_TASK TO CARRY OUT_. Could you give the material again from the line containing "Note to the class: find each instance of the wooden rail" through the end, with "cap brim" swapped for "hat brim" and nothing else changed? Leave the pictures out of your answer.

_DATA FOR THIS EXERCISE_.
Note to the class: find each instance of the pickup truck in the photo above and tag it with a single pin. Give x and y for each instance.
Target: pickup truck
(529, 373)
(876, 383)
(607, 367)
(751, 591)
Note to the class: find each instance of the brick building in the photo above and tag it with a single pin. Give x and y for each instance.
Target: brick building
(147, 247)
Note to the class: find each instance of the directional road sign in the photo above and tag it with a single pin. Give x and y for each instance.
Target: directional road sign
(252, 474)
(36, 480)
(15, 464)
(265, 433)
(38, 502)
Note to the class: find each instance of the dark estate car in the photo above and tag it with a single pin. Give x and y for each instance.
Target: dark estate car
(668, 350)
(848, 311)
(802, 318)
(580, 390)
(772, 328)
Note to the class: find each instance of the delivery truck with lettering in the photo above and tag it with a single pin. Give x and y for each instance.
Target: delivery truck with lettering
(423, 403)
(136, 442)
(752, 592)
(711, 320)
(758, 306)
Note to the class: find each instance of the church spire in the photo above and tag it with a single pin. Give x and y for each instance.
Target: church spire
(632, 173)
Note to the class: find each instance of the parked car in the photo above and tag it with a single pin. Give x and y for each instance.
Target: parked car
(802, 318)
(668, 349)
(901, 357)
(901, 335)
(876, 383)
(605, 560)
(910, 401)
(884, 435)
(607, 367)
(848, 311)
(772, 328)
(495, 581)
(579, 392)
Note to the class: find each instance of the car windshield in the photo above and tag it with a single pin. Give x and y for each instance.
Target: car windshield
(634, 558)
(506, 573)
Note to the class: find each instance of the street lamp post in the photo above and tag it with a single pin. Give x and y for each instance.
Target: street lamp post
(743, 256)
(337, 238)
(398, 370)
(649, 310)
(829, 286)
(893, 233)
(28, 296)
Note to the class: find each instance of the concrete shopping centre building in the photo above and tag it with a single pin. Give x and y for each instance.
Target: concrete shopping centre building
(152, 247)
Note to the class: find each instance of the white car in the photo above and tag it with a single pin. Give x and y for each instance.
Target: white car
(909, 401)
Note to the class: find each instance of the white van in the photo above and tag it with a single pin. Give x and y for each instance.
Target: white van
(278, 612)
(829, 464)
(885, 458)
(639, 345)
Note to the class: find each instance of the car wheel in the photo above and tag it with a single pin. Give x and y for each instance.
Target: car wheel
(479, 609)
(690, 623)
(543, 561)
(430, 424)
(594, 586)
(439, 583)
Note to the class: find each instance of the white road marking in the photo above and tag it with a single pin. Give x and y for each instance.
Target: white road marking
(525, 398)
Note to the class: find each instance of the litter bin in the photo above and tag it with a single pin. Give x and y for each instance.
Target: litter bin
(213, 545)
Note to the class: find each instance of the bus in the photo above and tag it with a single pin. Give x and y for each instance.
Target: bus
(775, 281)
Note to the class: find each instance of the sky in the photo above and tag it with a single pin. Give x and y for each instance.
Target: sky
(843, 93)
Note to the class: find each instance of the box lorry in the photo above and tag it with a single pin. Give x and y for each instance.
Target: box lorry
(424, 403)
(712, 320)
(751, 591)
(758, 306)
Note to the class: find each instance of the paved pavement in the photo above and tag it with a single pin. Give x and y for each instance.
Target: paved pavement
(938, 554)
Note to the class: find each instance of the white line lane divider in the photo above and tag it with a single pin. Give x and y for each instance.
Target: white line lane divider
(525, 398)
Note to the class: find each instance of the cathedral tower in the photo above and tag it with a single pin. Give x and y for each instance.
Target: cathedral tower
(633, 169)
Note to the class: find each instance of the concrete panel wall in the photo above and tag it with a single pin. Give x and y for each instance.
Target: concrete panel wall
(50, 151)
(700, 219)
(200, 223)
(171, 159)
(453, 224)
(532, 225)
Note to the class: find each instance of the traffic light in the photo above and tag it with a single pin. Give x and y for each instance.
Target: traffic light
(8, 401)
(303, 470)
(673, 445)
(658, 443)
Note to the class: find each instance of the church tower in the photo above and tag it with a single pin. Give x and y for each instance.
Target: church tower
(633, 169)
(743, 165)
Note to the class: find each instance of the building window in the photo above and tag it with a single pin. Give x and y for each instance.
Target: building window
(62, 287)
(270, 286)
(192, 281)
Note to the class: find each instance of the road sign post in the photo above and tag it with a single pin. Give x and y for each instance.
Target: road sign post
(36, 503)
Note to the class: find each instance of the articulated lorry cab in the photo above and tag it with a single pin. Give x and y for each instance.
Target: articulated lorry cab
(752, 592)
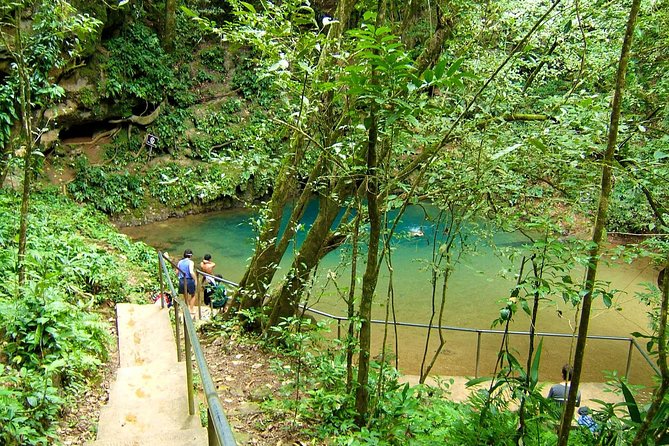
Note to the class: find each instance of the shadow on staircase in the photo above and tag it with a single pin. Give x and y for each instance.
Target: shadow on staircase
(148, 402)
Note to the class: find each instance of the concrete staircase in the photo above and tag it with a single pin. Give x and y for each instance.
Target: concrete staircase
(148, 402)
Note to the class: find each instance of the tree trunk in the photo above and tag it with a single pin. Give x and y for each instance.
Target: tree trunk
(26, 116)
(370, 276)
(308, 257)
(270, 248)
(169, 29)
(600, 225)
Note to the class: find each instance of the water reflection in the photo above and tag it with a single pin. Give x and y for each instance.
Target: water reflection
(475, 292)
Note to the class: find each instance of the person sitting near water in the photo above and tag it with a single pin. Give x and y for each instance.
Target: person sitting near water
(585, 420)
(560, 392)
(186, 273)
(416, 232)
(216, 294)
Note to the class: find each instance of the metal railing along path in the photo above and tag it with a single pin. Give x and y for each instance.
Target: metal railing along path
(633, 344)
(218, 428)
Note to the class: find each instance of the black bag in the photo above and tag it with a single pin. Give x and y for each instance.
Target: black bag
(219, 297)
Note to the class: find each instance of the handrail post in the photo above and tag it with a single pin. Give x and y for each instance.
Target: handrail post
(198, 293)
(478, 353)
(189, 371)
(211, 431)
(162, 284)
(177, 329)
(629, 360)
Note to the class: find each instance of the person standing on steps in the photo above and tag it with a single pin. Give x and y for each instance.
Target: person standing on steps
(560, 392)
(186, 273)
(207, 266)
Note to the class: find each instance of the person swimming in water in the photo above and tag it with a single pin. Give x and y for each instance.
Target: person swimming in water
(416, 232)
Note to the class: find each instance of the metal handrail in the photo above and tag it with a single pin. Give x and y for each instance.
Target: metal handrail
(479, 332)
(633, 343)
(218, 428)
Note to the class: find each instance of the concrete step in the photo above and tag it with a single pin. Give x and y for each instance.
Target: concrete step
(147, 419)
(166, 437)
(145, 335)
(152, 382)
(148, 401)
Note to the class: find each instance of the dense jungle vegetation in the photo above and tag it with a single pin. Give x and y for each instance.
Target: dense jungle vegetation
(544, 117)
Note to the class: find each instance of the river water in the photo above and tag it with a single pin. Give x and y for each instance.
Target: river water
(475, 293)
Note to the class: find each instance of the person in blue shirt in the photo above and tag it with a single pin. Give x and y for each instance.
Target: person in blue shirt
(560, 392)
(186, 273)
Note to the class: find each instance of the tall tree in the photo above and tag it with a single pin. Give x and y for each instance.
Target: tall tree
(600, 223)
(55, 35)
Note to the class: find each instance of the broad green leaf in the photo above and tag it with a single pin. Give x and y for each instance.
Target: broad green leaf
(631, 404)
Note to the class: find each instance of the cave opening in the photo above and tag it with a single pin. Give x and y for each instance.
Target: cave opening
(85, 132)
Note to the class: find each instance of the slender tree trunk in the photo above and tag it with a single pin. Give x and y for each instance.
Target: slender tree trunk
(600, 224)
(26, 115)
(370, 276)
(271, 245)
(310, 253)
(170, 28)
(350, 301)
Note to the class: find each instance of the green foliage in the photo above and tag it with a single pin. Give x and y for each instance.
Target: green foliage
(214, 58)
(138, 68)
(170, 128)
(250, 84)
(108, 191)
(53, 340)
(177, 185)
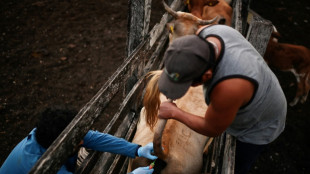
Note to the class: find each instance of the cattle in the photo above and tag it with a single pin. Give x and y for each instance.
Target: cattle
(293, 58)
(181, 147)
(187, 23)
(223, 10)
(196, 6)
(176, 144)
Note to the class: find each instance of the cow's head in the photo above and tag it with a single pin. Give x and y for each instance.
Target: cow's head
(184, 23)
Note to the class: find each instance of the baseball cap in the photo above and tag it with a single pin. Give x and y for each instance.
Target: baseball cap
(186, 59)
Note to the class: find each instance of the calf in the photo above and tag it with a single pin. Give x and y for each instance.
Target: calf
(178, 145)
(293, 58)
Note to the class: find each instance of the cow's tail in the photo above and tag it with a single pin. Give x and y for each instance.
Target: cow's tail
(151, 100)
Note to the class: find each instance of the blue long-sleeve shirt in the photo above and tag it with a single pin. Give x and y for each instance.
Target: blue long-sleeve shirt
(28, 151)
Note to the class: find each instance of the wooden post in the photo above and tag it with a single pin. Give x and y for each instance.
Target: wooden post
(259, 31)
(139, 12)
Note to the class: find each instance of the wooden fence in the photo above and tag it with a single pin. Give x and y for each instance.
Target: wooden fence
(145, 50)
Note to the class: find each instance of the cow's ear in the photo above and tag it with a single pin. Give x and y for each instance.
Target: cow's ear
(211, 3)
(170, 27)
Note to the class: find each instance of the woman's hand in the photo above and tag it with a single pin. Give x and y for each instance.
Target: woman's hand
(167, 110)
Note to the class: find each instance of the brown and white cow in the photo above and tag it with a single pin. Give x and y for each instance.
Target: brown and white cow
(188, 23)
(293, 58)
(223, 10)
(181, 147)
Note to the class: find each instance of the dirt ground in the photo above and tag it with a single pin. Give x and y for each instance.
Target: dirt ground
(62, 52)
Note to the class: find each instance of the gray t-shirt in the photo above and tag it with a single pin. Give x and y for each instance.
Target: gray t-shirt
(263, 119)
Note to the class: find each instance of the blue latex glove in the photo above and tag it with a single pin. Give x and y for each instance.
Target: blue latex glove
(146, 151)
(142, 170)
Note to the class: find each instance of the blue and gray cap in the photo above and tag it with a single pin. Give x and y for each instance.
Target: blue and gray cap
(186, 59)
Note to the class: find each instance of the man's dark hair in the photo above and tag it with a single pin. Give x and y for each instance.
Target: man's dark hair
(52, 122)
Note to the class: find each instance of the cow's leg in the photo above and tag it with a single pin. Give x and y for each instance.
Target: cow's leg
(208, 143)
(306, 88)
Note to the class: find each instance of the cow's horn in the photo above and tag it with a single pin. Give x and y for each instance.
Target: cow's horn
(206, 22)
(170, 11)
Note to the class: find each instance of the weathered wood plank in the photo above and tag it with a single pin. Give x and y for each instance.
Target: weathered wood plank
(237, 18)
(155, 61)
(134, 24)
(159, 28)
(228, 166)
(259, 31)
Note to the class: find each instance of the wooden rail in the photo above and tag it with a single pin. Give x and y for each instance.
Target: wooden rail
(144, 53)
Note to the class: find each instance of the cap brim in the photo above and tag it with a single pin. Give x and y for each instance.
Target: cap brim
(171, 89)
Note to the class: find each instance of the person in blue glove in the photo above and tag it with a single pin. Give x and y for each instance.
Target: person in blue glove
(51, 123)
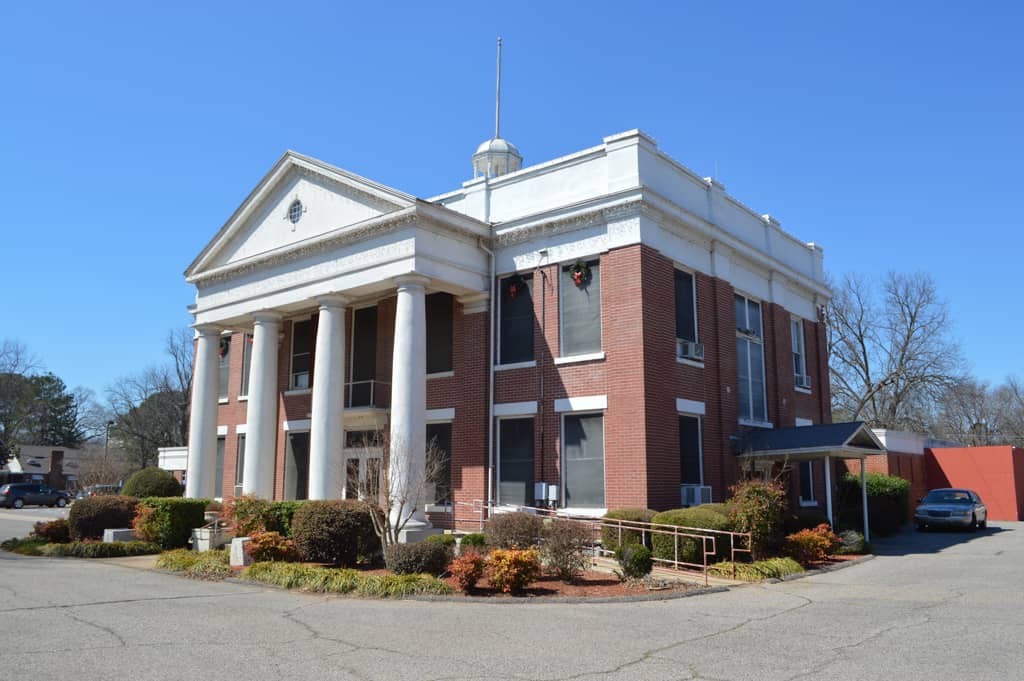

_WRITTEN REPLY_.
Note to the class: find each instance of the wooden rail in the photo above and tag it with a single pin. Give x and y for each instance.
Target: wooden rail
(144, 53)
Note to the class: find each instance of the hat brim in the photo above and tag it with a single pin. Give x and y for each instance.
Target: hat brim
(171, 89)
Note to the class: find each instance of the person in blue glove in the photo above and tag it with a single pin. Give x and y for each instance.
Target: person in blue glove
(51, 123)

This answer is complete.